# About this exercise:
Check each line of the data below for the string "utility", then state how many have it and nothing else.

# Source data:
"""

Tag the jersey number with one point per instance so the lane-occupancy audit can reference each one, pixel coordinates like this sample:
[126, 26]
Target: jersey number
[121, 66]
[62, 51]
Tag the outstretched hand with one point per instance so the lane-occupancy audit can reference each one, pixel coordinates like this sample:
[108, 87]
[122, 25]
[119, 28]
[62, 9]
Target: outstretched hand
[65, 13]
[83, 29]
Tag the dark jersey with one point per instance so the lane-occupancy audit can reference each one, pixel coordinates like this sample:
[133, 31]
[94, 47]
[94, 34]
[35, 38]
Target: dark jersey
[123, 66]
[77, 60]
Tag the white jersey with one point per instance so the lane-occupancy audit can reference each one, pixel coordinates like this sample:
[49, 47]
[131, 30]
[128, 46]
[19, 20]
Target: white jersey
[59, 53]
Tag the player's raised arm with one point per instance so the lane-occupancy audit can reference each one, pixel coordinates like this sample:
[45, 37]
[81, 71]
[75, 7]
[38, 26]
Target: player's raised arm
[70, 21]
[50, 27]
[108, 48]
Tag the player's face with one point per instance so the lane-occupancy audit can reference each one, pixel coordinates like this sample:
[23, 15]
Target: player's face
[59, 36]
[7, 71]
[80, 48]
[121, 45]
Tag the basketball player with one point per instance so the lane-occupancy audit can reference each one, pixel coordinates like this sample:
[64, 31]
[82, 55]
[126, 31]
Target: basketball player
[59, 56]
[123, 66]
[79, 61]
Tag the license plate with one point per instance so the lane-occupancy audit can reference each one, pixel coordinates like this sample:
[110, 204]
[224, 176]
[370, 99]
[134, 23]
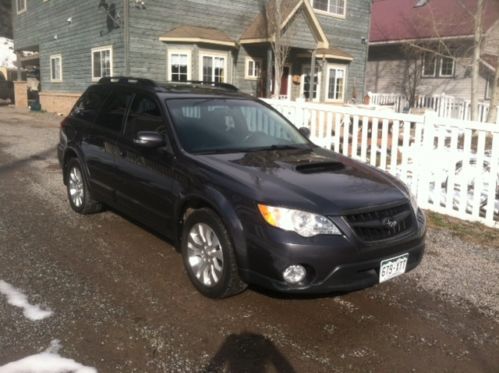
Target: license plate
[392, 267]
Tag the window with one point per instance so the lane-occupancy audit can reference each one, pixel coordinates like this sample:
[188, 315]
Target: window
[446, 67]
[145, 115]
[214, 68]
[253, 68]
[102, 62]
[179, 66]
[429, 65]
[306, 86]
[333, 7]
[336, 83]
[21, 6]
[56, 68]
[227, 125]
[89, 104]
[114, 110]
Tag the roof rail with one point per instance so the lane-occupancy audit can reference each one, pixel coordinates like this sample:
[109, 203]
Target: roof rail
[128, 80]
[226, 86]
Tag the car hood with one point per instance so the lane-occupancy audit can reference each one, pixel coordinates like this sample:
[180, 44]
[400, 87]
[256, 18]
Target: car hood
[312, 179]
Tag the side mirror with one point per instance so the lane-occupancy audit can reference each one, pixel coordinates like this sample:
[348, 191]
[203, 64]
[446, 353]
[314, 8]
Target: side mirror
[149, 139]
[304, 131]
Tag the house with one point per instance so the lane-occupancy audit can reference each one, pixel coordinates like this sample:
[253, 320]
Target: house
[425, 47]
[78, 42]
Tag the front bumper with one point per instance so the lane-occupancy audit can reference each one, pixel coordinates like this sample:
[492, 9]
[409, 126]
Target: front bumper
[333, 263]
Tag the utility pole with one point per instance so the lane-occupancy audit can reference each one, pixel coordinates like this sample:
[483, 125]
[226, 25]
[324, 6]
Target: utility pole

"""
"""

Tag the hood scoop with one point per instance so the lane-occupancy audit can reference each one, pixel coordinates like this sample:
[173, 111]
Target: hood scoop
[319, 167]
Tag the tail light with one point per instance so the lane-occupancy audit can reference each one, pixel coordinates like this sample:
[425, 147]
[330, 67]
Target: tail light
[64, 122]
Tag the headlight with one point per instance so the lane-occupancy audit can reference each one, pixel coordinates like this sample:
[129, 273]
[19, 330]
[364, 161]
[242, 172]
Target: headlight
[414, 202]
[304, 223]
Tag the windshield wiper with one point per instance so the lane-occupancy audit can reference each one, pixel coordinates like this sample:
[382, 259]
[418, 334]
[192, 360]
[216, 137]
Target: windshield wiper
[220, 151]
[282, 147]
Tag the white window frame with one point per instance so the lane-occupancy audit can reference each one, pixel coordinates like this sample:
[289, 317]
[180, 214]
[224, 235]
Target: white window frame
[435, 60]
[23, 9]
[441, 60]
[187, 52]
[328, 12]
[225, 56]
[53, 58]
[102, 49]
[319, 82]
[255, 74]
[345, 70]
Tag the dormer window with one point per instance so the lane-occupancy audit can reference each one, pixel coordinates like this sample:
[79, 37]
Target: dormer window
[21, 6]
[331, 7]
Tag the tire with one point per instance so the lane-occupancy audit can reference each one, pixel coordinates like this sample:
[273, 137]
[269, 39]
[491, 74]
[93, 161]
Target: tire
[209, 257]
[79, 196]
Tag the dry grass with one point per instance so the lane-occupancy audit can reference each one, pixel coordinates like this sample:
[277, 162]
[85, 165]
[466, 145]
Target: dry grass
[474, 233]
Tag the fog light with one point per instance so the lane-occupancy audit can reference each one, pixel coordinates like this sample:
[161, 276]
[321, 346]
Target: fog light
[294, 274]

"""
"""

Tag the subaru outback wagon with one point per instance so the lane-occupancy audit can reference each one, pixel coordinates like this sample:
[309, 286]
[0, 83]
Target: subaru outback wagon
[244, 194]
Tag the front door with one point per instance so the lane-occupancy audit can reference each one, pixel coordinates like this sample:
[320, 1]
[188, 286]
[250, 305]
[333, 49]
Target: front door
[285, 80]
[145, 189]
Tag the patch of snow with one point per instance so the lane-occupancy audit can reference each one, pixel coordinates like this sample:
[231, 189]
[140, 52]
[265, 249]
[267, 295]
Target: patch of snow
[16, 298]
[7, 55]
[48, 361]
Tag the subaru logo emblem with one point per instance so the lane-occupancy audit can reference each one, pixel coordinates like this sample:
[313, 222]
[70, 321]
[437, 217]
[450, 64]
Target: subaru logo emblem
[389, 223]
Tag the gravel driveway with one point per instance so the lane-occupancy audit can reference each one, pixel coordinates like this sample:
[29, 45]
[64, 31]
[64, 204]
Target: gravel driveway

"""

# Result of this task:
2